* Task requirements:
Retype, word for word, only the lines from the one with "the green grass" through the last line of the data below.
===== Supplied records
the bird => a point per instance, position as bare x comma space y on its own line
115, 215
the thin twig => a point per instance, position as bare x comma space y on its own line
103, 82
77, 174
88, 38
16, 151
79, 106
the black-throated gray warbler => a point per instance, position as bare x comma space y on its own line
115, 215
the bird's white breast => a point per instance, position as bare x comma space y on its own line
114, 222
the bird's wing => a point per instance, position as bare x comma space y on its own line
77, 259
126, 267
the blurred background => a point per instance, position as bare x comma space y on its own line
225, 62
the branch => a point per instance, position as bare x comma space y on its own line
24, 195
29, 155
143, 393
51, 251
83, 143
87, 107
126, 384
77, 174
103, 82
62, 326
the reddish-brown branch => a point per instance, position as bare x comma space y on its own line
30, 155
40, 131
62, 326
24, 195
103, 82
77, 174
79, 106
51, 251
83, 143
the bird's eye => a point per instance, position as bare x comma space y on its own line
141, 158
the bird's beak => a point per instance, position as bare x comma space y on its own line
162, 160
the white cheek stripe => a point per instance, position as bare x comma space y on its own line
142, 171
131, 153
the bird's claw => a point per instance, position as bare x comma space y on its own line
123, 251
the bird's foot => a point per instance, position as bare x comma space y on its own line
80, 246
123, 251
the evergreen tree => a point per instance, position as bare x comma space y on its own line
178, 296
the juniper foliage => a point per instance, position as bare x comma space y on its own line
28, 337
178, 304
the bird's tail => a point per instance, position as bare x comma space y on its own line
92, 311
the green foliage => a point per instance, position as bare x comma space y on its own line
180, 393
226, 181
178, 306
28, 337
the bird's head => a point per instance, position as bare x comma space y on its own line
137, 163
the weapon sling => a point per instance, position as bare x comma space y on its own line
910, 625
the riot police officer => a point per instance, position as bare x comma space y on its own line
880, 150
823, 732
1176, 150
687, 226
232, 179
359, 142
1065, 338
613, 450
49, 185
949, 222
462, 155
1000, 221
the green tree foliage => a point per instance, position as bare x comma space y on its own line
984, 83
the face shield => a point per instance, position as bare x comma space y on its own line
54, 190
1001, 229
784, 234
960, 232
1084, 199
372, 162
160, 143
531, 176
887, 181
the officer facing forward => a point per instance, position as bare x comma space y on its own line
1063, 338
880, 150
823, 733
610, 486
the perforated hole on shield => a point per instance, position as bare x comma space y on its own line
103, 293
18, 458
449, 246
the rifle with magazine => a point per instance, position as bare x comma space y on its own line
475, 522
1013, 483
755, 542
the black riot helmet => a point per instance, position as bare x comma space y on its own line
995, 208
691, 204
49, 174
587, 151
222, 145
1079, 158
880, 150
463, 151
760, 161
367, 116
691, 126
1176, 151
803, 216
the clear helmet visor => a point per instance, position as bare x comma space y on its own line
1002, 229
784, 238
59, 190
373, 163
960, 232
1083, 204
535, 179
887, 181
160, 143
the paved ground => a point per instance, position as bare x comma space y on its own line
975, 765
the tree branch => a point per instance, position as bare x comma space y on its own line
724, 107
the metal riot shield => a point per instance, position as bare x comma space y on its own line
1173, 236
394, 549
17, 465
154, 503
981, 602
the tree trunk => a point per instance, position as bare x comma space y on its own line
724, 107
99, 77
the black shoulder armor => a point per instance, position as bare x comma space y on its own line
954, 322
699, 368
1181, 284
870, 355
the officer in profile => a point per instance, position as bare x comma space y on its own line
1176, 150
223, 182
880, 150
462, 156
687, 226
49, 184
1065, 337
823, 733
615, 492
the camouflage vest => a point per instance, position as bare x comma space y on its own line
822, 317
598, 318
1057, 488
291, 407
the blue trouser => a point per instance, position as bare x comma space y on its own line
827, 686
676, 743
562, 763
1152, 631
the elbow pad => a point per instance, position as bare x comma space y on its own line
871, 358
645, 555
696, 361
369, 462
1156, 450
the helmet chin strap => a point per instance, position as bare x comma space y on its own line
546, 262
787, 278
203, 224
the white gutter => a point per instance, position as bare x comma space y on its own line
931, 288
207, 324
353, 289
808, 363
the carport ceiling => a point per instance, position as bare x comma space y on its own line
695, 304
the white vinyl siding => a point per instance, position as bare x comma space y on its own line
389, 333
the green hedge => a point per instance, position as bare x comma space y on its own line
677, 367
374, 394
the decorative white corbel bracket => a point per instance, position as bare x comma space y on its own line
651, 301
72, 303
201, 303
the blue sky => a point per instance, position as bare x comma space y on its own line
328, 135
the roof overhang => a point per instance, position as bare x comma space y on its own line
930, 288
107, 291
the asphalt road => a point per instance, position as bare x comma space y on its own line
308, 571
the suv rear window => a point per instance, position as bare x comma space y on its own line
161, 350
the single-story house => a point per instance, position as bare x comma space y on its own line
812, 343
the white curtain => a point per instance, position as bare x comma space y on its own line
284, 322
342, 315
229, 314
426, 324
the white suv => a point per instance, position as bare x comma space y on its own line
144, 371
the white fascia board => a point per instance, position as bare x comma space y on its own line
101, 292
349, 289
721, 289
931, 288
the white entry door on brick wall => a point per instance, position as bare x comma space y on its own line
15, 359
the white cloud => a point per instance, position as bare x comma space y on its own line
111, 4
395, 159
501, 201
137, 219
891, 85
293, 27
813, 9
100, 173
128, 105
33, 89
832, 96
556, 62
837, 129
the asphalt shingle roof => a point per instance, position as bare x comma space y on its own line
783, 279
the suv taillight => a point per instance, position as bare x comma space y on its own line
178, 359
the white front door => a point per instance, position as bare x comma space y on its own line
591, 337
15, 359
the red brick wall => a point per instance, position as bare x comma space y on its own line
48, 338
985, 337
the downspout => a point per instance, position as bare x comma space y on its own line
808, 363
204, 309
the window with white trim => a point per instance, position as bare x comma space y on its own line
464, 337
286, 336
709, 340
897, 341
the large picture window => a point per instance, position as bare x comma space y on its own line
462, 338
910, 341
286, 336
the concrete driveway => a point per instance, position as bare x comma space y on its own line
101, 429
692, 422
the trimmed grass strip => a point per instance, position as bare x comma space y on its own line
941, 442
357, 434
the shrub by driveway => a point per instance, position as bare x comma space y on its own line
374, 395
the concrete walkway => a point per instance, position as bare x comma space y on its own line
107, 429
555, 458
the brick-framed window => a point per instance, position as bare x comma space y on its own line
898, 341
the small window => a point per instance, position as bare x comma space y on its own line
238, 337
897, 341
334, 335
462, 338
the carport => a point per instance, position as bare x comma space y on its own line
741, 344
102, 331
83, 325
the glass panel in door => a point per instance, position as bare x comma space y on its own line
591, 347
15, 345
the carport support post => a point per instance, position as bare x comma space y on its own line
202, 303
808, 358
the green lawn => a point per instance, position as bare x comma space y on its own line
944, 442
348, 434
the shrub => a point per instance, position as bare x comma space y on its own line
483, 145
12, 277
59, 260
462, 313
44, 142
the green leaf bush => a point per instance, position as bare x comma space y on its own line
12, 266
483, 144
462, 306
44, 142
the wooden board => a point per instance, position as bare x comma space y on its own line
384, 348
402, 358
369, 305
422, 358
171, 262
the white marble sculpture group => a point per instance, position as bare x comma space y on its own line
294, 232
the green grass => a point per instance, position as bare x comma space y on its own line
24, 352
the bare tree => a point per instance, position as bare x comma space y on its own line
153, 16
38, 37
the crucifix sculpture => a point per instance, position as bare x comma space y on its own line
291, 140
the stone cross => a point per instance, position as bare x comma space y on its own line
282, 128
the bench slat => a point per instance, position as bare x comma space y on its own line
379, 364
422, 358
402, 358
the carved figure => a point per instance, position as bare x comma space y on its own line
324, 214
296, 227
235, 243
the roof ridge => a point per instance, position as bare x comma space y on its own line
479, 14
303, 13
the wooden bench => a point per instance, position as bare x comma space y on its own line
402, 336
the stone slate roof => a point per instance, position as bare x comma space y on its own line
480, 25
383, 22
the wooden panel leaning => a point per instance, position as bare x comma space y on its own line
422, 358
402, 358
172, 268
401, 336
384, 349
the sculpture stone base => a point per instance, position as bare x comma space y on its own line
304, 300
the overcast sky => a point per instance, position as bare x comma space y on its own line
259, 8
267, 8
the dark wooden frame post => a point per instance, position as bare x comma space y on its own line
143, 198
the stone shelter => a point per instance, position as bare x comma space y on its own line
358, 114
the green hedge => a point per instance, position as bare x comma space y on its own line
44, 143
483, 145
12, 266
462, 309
==========
* Result of the task:
the green grass => a point per instance, position as bare x comma space y on its own line
24, 352
the bare tree => a point per instance, position as bare x comma space y on its own line
153, 16
38, 37
the crucifix sculpture => a point per instance, position as bare x comma space y on its own line
291, 140
the stone cross => a point per instance, position as bare x comma space y on its own line
282, 128
the bench slat => a point per instance, position as bare x comma space y on its own line
379, 364
422, 358
402, 358
the carved figure => a point per instance, position as bare x comma space y on its own line
324, 214
296, 227
235, 243
the roof ridge => a point per instance, position as bare x comma space y on its own line
479, 14
303, 13
the wooden bench => a point per instance, position as bare x comma space y on its own line
402, 336
the stone slate roof => a point per instance, position as bare x comma space y on its own line
480, 25
383, 22
the wooden panel leaning => a point per instance, position as bare x comma space y on its own line
422, 358
402, 358
172, 268
401, 336
384, 349
the sculpture stone base => a point per instance, position as bare x comma space y on its own line
304, 300
the overcast sky => a point per instance, position as bare x comma space y on its own line
259, 8
267, 8
the dark wooden frame post => a point per instance, position as bare x comma space y on its own line
143, 198
the stone shelter => a point per instance, position as bare x comma space y on its own line
358, 114
the green hedge => a point per instance, position as bare x comma space y on its own line
44, 143
483, 145
12, 266
462, 309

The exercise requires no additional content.